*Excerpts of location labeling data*
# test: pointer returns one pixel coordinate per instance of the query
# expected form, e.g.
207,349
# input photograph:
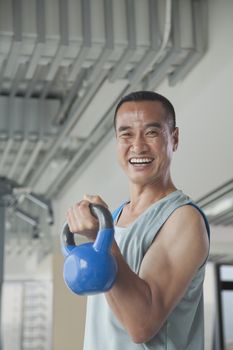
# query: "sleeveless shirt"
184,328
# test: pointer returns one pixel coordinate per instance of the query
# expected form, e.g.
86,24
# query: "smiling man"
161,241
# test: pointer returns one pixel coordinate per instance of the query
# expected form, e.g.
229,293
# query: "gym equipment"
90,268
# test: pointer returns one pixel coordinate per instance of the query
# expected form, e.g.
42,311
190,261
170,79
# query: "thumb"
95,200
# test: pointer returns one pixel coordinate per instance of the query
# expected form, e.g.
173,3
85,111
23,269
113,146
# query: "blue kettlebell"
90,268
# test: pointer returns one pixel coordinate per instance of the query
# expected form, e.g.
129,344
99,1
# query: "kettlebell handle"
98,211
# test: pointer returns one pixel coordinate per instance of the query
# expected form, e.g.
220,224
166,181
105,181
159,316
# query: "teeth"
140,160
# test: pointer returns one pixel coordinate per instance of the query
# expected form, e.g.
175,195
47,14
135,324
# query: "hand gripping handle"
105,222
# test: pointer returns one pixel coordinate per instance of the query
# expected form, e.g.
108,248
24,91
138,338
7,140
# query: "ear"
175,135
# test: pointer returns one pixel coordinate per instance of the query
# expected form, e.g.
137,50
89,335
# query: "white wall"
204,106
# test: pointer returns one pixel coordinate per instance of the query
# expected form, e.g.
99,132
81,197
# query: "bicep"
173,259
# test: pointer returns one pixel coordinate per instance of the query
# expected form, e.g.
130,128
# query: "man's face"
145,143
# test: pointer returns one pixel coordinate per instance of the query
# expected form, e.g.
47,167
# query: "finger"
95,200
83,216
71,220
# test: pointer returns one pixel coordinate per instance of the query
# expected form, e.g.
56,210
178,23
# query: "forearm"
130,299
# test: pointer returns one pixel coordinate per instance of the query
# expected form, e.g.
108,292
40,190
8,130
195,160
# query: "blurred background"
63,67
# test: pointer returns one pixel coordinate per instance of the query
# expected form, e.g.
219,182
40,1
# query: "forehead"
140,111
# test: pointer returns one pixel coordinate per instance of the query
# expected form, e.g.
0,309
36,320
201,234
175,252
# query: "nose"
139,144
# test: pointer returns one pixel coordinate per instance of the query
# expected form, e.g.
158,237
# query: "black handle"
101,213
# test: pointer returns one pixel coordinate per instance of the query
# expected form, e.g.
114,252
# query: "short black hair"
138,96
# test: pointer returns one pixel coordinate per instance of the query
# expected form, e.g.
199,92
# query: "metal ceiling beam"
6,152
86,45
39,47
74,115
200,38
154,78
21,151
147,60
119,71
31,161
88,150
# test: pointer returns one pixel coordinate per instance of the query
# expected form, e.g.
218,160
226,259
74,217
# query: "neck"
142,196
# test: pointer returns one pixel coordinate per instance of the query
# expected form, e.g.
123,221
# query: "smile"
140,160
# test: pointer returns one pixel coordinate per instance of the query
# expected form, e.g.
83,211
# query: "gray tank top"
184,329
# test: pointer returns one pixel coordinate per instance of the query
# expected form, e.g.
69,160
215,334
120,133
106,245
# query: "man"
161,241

*Set problem*
Give back each entry exactly as it appears, with no pictures.

*Full output*
# test: pointer returns one pixel coordinate per instance of the query
# expected form, e.g.
207,349
# input photograph:
# query: "sleeveless shirt"
184,328
# test: pointer returns one pixel coordinate per instance of the query
# expected form, e.g.
86,24
# query: "smiling man"
161,241
# test: pointer returns one pixel coordinate per instance of the query
# expected form, e.g.
229,293
# query: "gym equipment"
90,268
# test: pointer returns one pixel coordinate per instance of the query
# expected form, e.g.
42,311
190,261
170,79
# query: "thumb"
95,200
# test: pointer returns one pixel coordinate per instance of the query
# expected form, e.g.
173,3
85,111
23,269
113,146
# query: "blue kettlebell"
90,268
# test: pointer returns one pixel coordinate per instance of the query
# expected form, e.g.
129,344
99,1
# query: "kettlebell handle"
98,211
# test: pointer returns one pixel coordinate per instance of the query
# expected form, e.g.
220,224
166,181
105,181
159,316
# query: "teeth"
140,160
# test: pointer returns one pixel coordinate per instance of the query
# expected form, e.g.
175,195
47,14
135,324
# query: "hand gripping handle"
105,222
# test: pointer returns one pixel coordinate per instance of the query
# expected form, e.g.
108,248
24,91
138,338
7,140
# query: "ear"
175,135
# test: pointer returns one pixel coordinate per instance of the query
# expected form, e.g.
137,50
89,335
# query: "white wall"
204,106
# test: pointer returns one pixel coordinate per instance of the query
# expected form, e.g.
99,132
81,197
# query: "bicep"
173,259
# test: pointer returns one pixel coordinate per instance of the query
# expected form, e.g.
130,128
# query: "man's face"
145,143
# test: pointer returns one pixel coordinate per instance of the query
# expected form, e.g.
47,167
# query: "finger"
95,200
83,216
71,220
# test: pointer returns one pixel coordinate per instance of the query
# expected form, e.g.
56,210
178,23
# query: "forearm"
130,299
# test: pointer returns one pixel coordinate per instance of the query
# expected form, e.g.
108,292
40,190
8,130
195,160
# query: "blurred background"
63,67
# test: pointer returns one pixel coordinate per instance of the query
# expected form, e.g.
219,182
40,1
# query: "forehead"
140,111
# test: pointer returns one pixel coordinate per instance of the query
# expected form, e.g.
0,309
36,320
201,234
175,252
# query: "nose"
139,144
# test: pointer returns one pixel coordinate per instance of the query
# expected form, e.g.
158,237
# query: "black handle"
101,213
# test: pointer returns one pixel coordinate per instance of the query
# expected form, e.g.
114,252
# query: "short black hair"
138,96
# test: pointer returns one pixel coordinate per instance of the query
# expected form, e.g.
199,92
# query: "metal ceiling beam"
6,152
86,45
39,47
74,115
200,38
154,78
21,151
147,60
119,71
31,161
88,150
# test: pointer returns one pixel coordinate per instance of the query
# expected form, e.g.
218,160
226,259
74,217
# query: "neck"
142,196
# test: pointer returns one pixel coordinate per instance of the query
# expected form, e.g.
123,221
# query: "smile"
140,160
# test: pointer returns one pixel coordinate per instance of the query
# expected form, e.g.
83,211
# query: "gray tank top"
184,329
# test: pointer returns one pixel coordinate per instance of the query
# expected form, e.g.
69,160
215,334
120,133
106,245
# query: "man"
161,241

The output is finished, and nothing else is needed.